Given entries START

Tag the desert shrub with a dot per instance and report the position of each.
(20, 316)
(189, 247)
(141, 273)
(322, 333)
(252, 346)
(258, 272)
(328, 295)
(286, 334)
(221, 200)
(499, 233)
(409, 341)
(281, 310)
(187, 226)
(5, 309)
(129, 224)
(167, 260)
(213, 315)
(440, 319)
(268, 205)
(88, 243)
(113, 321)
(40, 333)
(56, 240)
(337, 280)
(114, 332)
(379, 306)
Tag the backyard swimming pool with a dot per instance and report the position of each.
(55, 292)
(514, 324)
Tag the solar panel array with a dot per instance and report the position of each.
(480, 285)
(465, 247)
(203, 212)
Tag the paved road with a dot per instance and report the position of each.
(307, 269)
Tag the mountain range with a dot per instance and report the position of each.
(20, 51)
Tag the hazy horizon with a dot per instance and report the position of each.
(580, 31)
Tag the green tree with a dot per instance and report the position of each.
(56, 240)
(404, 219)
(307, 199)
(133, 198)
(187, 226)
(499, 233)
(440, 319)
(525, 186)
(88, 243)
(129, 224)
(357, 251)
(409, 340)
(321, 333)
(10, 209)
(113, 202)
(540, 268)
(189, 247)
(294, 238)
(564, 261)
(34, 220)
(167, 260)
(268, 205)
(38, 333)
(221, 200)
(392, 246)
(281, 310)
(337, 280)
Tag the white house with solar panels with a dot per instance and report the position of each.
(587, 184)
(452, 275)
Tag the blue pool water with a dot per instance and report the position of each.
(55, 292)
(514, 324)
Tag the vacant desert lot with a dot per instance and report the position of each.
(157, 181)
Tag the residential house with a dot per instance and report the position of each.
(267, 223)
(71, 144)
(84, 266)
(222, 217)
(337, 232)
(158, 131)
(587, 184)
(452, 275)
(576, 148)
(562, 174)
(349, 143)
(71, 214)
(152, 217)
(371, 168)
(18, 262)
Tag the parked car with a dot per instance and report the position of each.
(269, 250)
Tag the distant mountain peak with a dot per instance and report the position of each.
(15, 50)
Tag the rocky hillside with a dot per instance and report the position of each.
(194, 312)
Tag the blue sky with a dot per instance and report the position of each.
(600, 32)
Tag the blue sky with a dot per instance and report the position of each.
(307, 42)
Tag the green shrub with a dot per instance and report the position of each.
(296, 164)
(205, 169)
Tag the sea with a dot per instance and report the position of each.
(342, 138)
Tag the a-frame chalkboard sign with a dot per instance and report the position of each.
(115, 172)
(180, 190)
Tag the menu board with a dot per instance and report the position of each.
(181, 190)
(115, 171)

Given entries END

■ Assigned task
What is needed is an exact copy of all the records above.

■ Answer to this task
Tag the desert shrub with a dot per instance and report the position of each.
(20, 316)
(189, 247)
(141, 273)
(322, 333)
(252, 346)
(258, 272)
(328, 295)
(286, 334)
(221, 200)
(499, 233)
(409, 341)
(281, 310)
(187, 226)
(5, 309)
(129, 224)
(167, 260)
(213, 315)
(440, 319)
(268, 205)
(88, 243)
(113, 321)
(40, 333)
(56, 240)
(337, 280)
(114, 332)
(379, 306)
Tag the backyard swimming pool with a dot per instance and report the position of each.
(55, 292)
(514, 324)
Tag the solar panel array with a dot per instance and report the position of each.
(480, 285)
(465, 247)
(203, 212)
Tag the paved road with a dot per instance and report the position of each.
(307, 269)
Tag the mountain range with a dot per instance and report the position of each.
(20, 51)
Tag the hazy horizon with a dot per instance and report the position of each.
(580, 31)
Tag the green tree with a dot per instance and report the position of each.
(56, 240)
(404, 219)
(307, 199)
(133, 198)
(187, 226)
(499, 233)
(440, 319)
(525, 186)
(88, 243)
(129, 224)
(357, 251)
(409, 340)
(321, 333)
(10, 209)
(113, 202)
(540, 268)
(189, 247)
(294, 238)
(564, 261)
(34, 220)
(167, 260)
(268, 205)
(38, 333)
(221, 200)
(392, 246)
(281, 310)
(337, 280)
Tag the white house with solar panels with a dot per instance and report the position of each.
(587, 184)
(452, 275)
Tag the blue pool water with a dot per instance and report the position of each.
(55, 292)
(514, 324)
Tag the vacant desert lot with a dot per instance and report the position of each.
(157, 181)
Tag the residential house with a dot per instance and report the position of each.
(267, 223)
(71, 144)
(84, 266)
(222, 217)
(337, 232)
(158, 131)
(587, 184)
(452, 275)
(576, 148)
(562, 174)
(349, 143)
(71, 214)
(152, 217)
(371, 168)
(18, 262)
Tag the parked car with a dot per instance and report the position of each.
(269, 250)
Tag the distant mountain peak with a dot per instance and report the position of each.
(15, 50)
Tag the rocky hillside with a dot per instance and report the position of each.
(194, 312)
Tag the blue sky with a dot per instance and report the position of each.
(600, 32)
Tag the blue sky with a dot per instance and report the position of each.
(307, 42)
Tag the green shrub with a dot per instance and report the position of each.
(296, 164)
(205, 169)
Tag the sea with a dot per instance and report the position of each.
(342, 138)
Tag the a-frame chalkboard sign with a dot per instance and report the position of each.
(115, 172)
(180, 190)
Tag the menu board with a dot per instance and report the position of each.
(181, 190)
(115, 171)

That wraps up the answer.